The task:
With the pictures left out, restate every entry word for word.

════════

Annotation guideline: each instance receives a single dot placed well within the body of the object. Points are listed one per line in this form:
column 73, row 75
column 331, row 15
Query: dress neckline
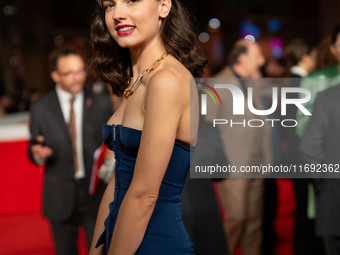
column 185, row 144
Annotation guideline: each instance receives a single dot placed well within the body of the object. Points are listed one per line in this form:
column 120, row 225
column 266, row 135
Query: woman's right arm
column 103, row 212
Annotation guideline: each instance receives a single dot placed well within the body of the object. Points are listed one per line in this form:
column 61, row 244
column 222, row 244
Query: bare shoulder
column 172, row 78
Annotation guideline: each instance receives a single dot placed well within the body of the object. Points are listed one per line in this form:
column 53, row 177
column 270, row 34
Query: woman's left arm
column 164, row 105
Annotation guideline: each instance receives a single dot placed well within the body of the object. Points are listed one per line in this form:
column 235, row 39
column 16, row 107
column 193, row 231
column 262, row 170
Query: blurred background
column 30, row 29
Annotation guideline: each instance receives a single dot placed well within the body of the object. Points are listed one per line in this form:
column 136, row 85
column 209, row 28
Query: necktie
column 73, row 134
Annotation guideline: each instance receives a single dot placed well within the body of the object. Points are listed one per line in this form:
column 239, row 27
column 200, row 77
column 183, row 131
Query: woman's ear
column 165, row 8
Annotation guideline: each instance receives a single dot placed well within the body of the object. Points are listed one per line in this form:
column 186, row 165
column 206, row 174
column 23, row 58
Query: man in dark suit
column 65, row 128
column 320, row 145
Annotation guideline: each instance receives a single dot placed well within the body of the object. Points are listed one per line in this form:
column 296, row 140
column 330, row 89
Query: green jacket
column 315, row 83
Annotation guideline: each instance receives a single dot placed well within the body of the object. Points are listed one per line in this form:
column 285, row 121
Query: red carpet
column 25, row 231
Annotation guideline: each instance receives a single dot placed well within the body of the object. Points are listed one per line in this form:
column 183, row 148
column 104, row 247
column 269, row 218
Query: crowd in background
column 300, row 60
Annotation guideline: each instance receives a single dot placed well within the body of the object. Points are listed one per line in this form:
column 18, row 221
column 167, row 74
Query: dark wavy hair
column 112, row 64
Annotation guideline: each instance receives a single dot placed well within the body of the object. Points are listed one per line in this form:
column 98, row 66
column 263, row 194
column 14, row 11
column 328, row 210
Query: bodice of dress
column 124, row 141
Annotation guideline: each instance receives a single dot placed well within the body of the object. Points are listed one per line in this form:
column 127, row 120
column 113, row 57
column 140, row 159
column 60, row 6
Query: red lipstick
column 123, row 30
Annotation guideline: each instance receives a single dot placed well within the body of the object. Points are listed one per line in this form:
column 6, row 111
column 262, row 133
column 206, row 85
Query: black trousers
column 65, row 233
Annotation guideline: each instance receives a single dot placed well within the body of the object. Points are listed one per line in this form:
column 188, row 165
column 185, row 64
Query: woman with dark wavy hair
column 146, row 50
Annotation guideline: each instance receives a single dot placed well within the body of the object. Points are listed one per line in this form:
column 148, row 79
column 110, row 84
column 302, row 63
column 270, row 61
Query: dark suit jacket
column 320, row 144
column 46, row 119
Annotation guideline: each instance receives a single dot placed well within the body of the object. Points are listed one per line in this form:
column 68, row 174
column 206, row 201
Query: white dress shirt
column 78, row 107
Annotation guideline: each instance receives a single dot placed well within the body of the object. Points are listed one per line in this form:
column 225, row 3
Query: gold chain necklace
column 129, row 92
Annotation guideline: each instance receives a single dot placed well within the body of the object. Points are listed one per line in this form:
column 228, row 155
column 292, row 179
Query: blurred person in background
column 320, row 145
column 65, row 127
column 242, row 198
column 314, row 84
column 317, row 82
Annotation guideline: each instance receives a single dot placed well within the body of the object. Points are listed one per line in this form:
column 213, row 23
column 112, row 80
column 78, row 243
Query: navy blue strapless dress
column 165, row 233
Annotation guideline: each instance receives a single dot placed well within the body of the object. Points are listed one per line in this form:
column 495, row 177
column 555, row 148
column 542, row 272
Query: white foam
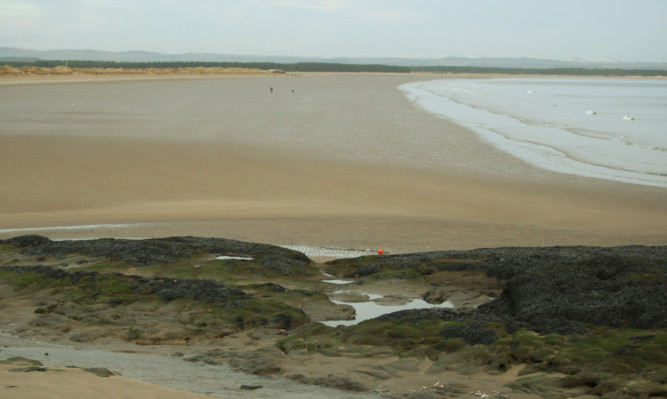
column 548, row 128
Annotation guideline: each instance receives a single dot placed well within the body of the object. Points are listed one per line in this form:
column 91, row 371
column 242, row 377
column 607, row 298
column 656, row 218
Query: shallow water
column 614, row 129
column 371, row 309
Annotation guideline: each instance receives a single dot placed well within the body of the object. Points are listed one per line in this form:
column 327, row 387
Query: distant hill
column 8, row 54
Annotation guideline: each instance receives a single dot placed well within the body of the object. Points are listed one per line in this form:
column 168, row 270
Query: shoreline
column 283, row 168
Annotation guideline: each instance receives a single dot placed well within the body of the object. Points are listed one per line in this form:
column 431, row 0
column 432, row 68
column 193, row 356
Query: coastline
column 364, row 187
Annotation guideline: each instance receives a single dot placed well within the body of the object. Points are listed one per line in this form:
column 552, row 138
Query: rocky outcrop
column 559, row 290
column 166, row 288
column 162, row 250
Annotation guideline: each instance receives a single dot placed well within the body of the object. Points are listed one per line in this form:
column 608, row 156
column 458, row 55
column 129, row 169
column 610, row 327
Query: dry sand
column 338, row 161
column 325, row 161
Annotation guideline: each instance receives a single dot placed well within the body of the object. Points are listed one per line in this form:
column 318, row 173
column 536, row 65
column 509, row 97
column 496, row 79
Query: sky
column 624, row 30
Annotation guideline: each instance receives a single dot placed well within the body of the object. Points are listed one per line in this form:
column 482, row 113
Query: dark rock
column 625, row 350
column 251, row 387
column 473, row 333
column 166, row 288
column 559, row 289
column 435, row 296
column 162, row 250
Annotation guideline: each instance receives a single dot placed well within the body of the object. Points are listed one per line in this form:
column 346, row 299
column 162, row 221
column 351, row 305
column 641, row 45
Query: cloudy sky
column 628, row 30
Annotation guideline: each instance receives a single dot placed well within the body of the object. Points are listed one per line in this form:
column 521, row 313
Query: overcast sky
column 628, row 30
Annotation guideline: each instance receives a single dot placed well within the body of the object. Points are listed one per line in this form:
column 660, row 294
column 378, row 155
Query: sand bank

════════

Answer to this problem:
Annotation guideline: each instance receives a single dot placed well within the body of the object. Points are listed one per line in this form:
column 73, row 75
column 331, row 15
Query: dress neckline
column 185, row 144
Annotation guideline: each instance receives a single dot placed well within the body of the object. Points are listed one per line in this form:
column 120, row 225
column 266, row 135
Query: woman's right arm
column 103, row 212
Annotation guideline: each instance receives a single dot placed well within the body of the object. Points are listed one per line in this form:
column 61, row 244
column 222, row 244
Query: bare shoulder
column 172, row 78
Annotation guideline: each instance receives a single dot placed well within the body of the object. Points are listed one per line in this form:
column 53, row 177
column 270, row 34
Query: woman's left arm
column 164, row 105
Annotation guideline: each instance receives a single dot placed well within the body of the object. Points are listed one per line in this form:
column 235, row 39
column 16, row 107
column 193, row 231
column 262, row 170
Query: blurred background
column 30, row 29
Annotation guideline: each instance receives a single dot placed well within the body of the object. Points are listed one per line in this form:
column 136, row 85
column 209, row 28
Query: necktie
column 73, row 134
Annotation guideline: each instance receives a single dot placed well within the body of the object. Points are listed one per line in this form:
column 239, row 27
column 200, row 77
column 183, row 131
Query: woman's ear
column 165, row 8
Annotation guideline: each instance receives a single dot placed well within the body of the object. Points are listed one per line in this form:
column 186, row 165
column 206, row 174
column 23, row 58
Query: man in dark suit
column 65, row 128
column 320, row 145
Annotation guideline: each instance receives a single dot placed well within the body of the object. Points are listed one per line in this form:
column 296, row 140
column 330, row 89
Query: green jacket
column 315, row 83
Annotation guideline: each instance receives a single dot placed well within the body of the object. Points are listed one per line in this form:
column 285, row 121
Query: red carpet
column 25, row 231
Annotation guideline: each instance receives a single dot placed well within the body of the object. Points are listed one per line in this form:
column 183, row 148
column 104, row 247
column 269, row 218
Query: crowd in background
column 300, row 60
Annotation guideline: each instance receives a single dot placed well within the body of the object. Points are listed one per line in this form:
column 18, row 221
column 167, row 74
Query: dark wavy hair
column 112, row 64
Annotation guideline: each instance receives a single dot placed well within the body of the object. Points are listed one per line in this form:
column 98, row 66
column 263, row 194
column 14, row 11
column 328, row 210
Query: bodice of dress
column 124, row 141
Annotation guideline: each instance receives a single dot placed well within the body of the object. Points are listed one per line in this form:
column 127, row 120
column 113, row 57
column 140, row 159
column 60, row 6
Query: red lipstick
column 123, row 30
Annotation guideline: each instance receives a single dot placed well within the body of the object. Points are listed one per line in this form:
column 6, row 111
column 262, row 133
column 206, row 85
Query: black trousers
column 65, row 233
Annotation guideline: each instance receives a single dot placed well within the body of the object. Points are listed one per line in this form:
column 188, row 165
column 185, row 64
Query: woman with dark wavy hair
column 146, row 50
Annotation guideline: each instance receives a single dot placed well within the body of the object. Points are listed one per line in this form:
column 148, row 79
column 110, row 84
column 302, row 63
column 270, row 61
Query: dark suit jacket
column 320, row 144
column 46, row 119
Annotation guideline: each instance receives a single dot placed well within the body of the object. Points are listed one per line in this form:
column 68, row 174
column 206, row 201
Query: white dress shirt
column 78, row 107
Annotation guideline: each instance receives a single dot placed well within the body of the object. Points are listed one per line in this form:
column 225, row 3
Query: gold chain necklace
column 129, row 92
Annotation guideline: each instance receives a single dot placed well within the body of the object. Points are listed one per line in this form:
column 228, row 155
column 292, row 179
Query: blurred person in background
column 320, row 145
column 65, row 127
column 242, row 198
column 314, row 84
column 317, row 82
Annotation guideline: each instance receives a single dot placed well within the body of the object. Points are listed one per line in this form:
column 213, row 23
column 112, row 80
column 78, row 243
Query: navy blue strapless dress
column 165, row 233
Annotation guideline: each instance receives a single dot placed well within the body of the object. Points are listed one per line in this form:
column 495, row 177
column 555, row 148
column 542, row 272
Query: white foam
column 548, row 128
Annotation guideline: each instance receives a single dot placed well within the body of the object. Points are listed one per line in this form:
column 91, row 371
column 242, row 377
column 607, row 298
column 656, row 218
Query: shallow water
column 614, row 129
column 371, row 309
Annotation guideline: each instance receives a single dot placed well within the body of the object. Points are listed one per line in this form:
column 327, row 387
Query: distant hill
column 8, row 54
Annotation guideline: each instance receives a single dot placed well within the body of the object. Points are listed one per line in this form:
column 168, row 270
Query: shoreline
column 283, row 168
Annotation guideline: each instance receives a single dot placed well within the body of the object. Points are listed one per line in this form:
column 431, row 0
column 432, row 68
column 193, row 356
Query: coastline
column 364, row 187
Annotation guideline: each instance receives a single dot placed well within the body of the object. Points are listed one per line in this form:
column 552, row 138
Query: rocky outcrop
column 559, row 290
column 166, row 288
column 162, row 250
Annotation guideline: each instance receives a single dot placed well within the body of the object. Points are listed one per line in this form:
column 608, row 156
column 458, row 55
column 129, row 169
column 610, row 327
Query: dry sand
column 338, row 161
column 325, row 161
Annotation guideline: each instance receives a single dot placed well within the body of the object. Points are listed one per line in this form:
column 318, row 173
column 536, row 65
column 509, row 97
column 496, row 79
Query: sky
column 624, row 30
Annotation guideline: each instance receives a single dot placed well within the body of the object. Points are listed one per line in this form:
column 482, row 113
Query: dark rock
column 625, row 350
column 251, row 387
column 473, row 333
column 166, row 288
column 559, row 289
column 435, row 296
column 162, row 250
Annotation guideline: each instance receives a single dot placed well within the body of the object. Points are listed one per line in this form:
column 346, row 299
column 162, row 221
column 351, row 305
column 641, row 45
Query: cloudy sky
column 628, row 30
Annotation guideline: each instance receives a single dot placed well within the body of the object. Points are listed one per line in this form:
column 521, row 313
Query: overcast sky
column 628, row 30
Annotation guideline: each instance receives a single dot placed well within the body of the object. Points are listed one per line in this form:
column 660, row 294
column 378, row 155
Query: sand bank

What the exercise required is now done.